Copy out every line of the material below, character for character, apart from the pictures.

** DATASET EXCERPTS follows **

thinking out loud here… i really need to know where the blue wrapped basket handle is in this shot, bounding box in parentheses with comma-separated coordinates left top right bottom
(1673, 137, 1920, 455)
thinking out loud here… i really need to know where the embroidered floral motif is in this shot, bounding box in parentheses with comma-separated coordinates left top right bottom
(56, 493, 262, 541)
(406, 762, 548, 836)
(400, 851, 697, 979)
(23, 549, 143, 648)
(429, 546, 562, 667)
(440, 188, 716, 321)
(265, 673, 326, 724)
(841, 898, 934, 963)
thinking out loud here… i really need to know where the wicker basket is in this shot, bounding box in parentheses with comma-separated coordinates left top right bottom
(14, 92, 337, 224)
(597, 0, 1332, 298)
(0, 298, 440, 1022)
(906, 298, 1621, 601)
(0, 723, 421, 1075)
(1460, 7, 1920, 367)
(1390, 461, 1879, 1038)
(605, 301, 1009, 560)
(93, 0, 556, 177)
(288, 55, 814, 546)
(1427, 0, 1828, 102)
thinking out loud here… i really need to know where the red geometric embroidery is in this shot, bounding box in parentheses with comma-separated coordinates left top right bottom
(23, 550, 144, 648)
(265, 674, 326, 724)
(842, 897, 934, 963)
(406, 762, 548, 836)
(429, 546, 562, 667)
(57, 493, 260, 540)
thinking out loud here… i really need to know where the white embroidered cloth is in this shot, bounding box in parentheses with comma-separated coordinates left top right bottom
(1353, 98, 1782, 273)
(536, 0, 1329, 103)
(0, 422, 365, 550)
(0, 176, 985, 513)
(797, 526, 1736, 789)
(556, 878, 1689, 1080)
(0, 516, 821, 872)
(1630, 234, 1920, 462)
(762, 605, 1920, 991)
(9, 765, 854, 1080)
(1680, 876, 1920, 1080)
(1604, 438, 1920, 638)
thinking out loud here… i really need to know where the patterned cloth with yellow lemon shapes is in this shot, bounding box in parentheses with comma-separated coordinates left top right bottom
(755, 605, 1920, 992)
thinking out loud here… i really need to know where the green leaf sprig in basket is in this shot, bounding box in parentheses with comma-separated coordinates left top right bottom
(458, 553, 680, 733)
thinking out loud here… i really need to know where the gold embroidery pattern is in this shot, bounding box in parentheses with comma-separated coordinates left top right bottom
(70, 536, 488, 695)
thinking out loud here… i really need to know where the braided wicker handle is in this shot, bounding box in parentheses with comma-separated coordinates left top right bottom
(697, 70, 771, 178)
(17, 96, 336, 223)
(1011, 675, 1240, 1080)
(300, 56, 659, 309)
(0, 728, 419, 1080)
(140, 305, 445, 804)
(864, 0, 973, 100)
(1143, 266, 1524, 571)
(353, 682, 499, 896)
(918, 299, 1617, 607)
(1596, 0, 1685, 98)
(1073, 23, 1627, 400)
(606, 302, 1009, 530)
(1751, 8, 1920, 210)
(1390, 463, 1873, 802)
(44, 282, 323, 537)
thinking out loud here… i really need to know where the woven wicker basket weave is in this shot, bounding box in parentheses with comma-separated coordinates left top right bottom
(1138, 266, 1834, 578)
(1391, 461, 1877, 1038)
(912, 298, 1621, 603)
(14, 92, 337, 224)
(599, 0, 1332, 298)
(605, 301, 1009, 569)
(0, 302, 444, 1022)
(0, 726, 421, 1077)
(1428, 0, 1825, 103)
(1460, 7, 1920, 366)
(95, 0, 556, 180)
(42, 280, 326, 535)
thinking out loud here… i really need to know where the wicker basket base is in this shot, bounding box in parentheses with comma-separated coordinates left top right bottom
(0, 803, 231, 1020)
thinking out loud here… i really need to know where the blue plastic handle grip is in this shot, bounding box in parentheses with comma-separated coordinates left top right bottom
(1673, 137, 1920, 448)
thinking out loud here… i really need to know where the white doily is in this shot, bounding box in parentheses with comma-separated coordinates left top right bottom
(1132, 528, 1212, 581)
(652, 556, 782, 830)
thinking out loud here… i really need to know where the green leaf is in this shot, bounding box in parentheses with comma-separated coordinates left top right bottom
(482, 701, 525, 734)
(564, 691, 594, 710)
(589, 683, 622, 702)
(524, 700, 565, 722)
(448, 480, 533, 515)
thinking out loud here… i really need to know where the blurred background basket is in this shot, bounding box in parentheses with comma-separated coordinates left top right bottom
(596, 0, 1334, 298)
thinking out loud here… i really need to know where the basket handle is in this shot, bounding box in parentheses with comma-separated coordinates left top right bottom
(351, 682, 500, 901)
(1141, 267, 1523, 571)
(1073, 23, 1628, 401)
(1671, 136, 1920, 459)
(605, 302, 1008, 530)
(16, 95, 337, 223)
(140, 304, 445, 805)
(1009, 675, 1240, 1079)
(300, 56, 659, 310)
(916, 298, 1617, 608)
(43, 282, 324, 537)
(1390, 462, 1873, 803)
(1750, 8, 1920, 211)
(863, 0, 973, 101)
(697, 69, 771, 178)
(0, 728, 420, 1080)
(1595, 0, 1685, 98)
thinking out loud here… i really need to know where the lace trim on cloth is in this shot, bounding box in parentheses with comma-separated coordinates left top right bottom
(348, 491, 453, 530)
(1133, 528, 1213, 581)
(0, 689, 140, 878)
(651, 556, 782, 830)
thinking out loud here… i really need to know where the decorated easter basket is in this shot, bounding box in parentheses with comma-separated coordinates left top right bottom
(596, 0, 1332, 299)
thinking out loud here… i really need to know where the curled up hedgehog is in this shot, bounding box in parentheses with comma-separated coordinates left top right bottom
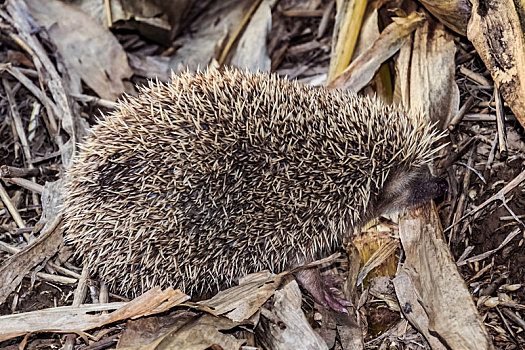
(62, 68, 447, 312)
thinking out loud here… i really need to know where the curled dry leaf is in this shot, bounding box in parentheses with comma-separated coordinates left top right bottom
(169, 0, 253, 73)
(108, 0, 196, 44)
(72, 0, 196, 44)
(327, 12, 424, 92)
(119, 313, 245, 349)
(198, 270, 287, 323)
(256, 280, 329, 350)
(418, 0, 472, 35)
(467, 0, 525, 128)
(25, 0, 132, 101)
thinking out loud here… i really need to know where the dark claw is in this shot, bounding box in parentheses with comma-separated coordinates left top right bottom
(323, 289, 352, 313)
(295, 268, 352, 313)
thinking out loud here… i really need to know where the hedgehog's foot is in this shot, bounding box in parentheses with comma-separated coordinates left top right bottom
(295, 268, 352, 313)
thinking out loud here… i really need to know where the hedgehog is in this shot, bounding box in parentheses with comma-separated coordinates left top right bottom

** End of DATASET EXCERPTS **

#### [RESULT OF THIS EXERCISE]
thinking out loud here… i really need to know where the blue wrapped basket handle is in this shot, bounding box in parentheses with comma-separated coordinates left top right bottom
(1673, 137, 1920, 455)
thinking out loud here… i really need to know where the embroidered floral motif is in this shot, bounding box in parentheses with comma-separated coordinates left top right bottom
(56, 493, 262, 541)
(406, 762, 548, 836)
(400, 851, 697, 979)
(23, 549, 143, 648)
(429, 546, 562, 667)
(440, 188, 716, 321)
(265, 673, 326, 724)
(841, 898, 934, 963)
thinking out loud here… i really need to know where the wicker basket is in this shot, bounding box in parentheses with comma-separated coordinates left top right bottom
(14, 92, 337, 224)
(597, 0, 1332, 298)
(0, 298, 440, 1022)
(906, 298, 1621, 601)
(0, 723, 421, 1075)
(1460, 7, 1920, 367)
(1390, 461, 1879, 1038)
(605, 301, 1009, 560)
(93, 0, 556, 177)
(288, 55, 814, 546)
(1427, 0, 1828, 102)
thinking out loud here… i really need to know where the red geometric embroidery is in this shot, bounding box in parentheses with comma-separated coordinates left top right bottom
(23, 550, 144, 648)
(265, 674, 326, 724)
(842, 897, 934, 963)
(406, 762, 548, 836)
(429, 546, 562, 667)
(57, 493, 260, 540)
thinking out loud here… i really need to know where the white embroidered cloth is in this shot, bounding box in parentheses with comma-separated coordinates left top right bottom
(1353, 98, 1782, 273)
(536, 0, 1329, 103)
(0, 422, 365, 550)
(0, 176, 985, 513)
(797, 526, 1736, 789)
(556, 878, 1689, 1080)
(0, 516, 821, 872)
(1630, 234, 1920, 462)
(762, 605, 1920, 991)
(9, 765, 854, 1080)
(1680, 876, 1920, 1080)
(1604, 438, 1920, 638)
thinking out loud here… i really need to know where the patterned cloth with yellow lemon shapes is in this shot, bounding box in parentheses with comma-separated coordinates left top right bottom
(755, 605, 1920, 992)
thinking out loud here… i really need to know where the green leaf sprig in basket is in this shot, bounding box in parentheses with comma-separated coordinates left top right bottom
(458, 553, 680, 733)
thinking out loud here… i really need to know where the gold embroidery pattern is in this shot, bounding box in parentheses with comma-separated coordinates left top right bottom
(70, 536, 488, 695)
thinking out loud here… i really need to know where the braided wicker handle is in this shot, bounding box in parentheses with comma-separated coordinates left top right bottom
(697, 70, 771, 178)
(17, 96, 336, 223)
(1011, 675, 1240, 1080)
(300, 56, 659, 309)
(0, 728, 419, 1080)
(140, 305, 445, 804)
(864, 0, 973, 100)
(1143, 266, 1524, 571)
(353, 682, 499, 896)
(918, 299, 1617, 607)
(1596, 0, 1685, 98)
(1073, 23, 1627, 400)
(606, 302, 1009, 530)
(1751, 8, 1920, 210)
(1390, 463, 1873, 802)
(44, 282, 323, 537)
thinking out loud here… i really need to know where the woven wicker basket weave is in this shot, bounding box in parentheses with comma-separated coordinates left top right bottom
(1138, 266, 1834, 578)
(1391, 461, 1877, 1038)
(912, 298, 1621, 603)
(14, 92, 337, 224)
(599, 0, 1332, 298)
(605, 301, 1009, 569)
(0, 302, 444, 1022)
(0, 726, 421, 1077)
(1428, 0, 1825, 103)
(1460, 7, 1920, 366)
(95, 0, 556, 180)
(42, 280, 326, 535)
thinking out loud here… i really need to know where the wicker basket base is in this shot, bounding box in parentheses with comma-separated coordinates left top right bottom
(0, 803, 231, 1020)
thinking out loud here… i really need to know where the blue plastic handle grip is in this shot, bounding box in parentheses with comma-separated coordinates left top right bottom
(1673, 137, 1920, 448)
thinking out loud here… i really need to know where the white doily is in this shot, bounding box in parentheses with comma-separated coordinates left top right bottom
(1132, 528, 1212, 581)
(652, 556, 782, 830)
thinking out loud here… i really need to know where the green leaf is in this shot, bounding box in parentheses with comma-separated coordinates left top right bottom
(482, 701, 525, 734)
(564, 691, 594, 710)
(589, 683, 622, 702)
(524, 700, 565, 722)
(448, 480, 533, 515)
thinking out loud here… i really need to know where the blurred background basket is in this shot, bounding box in parentheses with comma-separated coordinates left top right bottom
(596, 0, 1334, 298)
thinking out loud here… i really need to know where the basket handle is in this shot, bounding box in parentheses with comma-separated coordinates left top right bottom
(351, 682, 500, 901)
(1141, 267, 1523, 571)
(1073, 23, 1628, 401)
(1671, 136, 1920, 459)
(605, 302, 1008, 530)
(16, 95, 337, 223)
(140, 304, 445, 805)
(1009, 675, 1240, 1079)
(300, 56, 659, 310)
(916, 298, 1617, 608)
(43, 282, 324, 537)
(1390, 462, 1873, 803)
(1750, 8, 1920, 211)
(863, 0, 973, 101)
(697, 69, 771, 178)
(0, 728, 420, 1080)
(1595, 0, 1685, 98)
thinking out loud here… i really need to know where the lace trim on cloth is in this shot, bounding box in parentheses with comma-separated coordinates left top right bottom
(348, 491, 453, 530)
(1133, 528, 1213, 581)
(0, 689, 140, 878)
(651, 556, 782, 830)
thinking out loud here… i really need to know where the decorated easter basket is in this shot, bounding box in parentheses with comma-separated coordinates left top right bottom
(596, 0, 1332, 299)
thinking out loud here… i really need to know where the curled up hedgehog is in this shot, bounding box in parentheses with comma-separated coordinates left top right bottom
(62, 68, 447, 312)
thinking out loud here… i really need to know where the curled dry leaf is in this shot, bounding box in parentheses with comma-separated coordinates left top right bottom
(169, 0, 253, 73)
(108, 0, 196, 44)
(72, 0, 196, 44)
(327, 12, 424, 92)
(119, 313, 245, 349)
(198, 270, 287, 323)
(256, 280, 329, 350)
(418, 0, 472, 35)
(467, 0, 525, 128)
(25, 0, 132, 101)
thinking out loud here… i really need to know where the dark claw is in this shot, bounding box in parentheses with comma-separated coordinates left top right bottom
(323, 289, 352, 313)
(295, 268, 352, 313)
thinking out loud here… i really need to know where the hedgehog's foot is in this shot, bounding box in parentheses with comma-separated coordinates left top right bottom
(295, 268, 352, 313)
thinking out loud here… i really need to know where the hedgehog is in this shot, bounding box in parentheses with comma-separated coordinates left top right bottom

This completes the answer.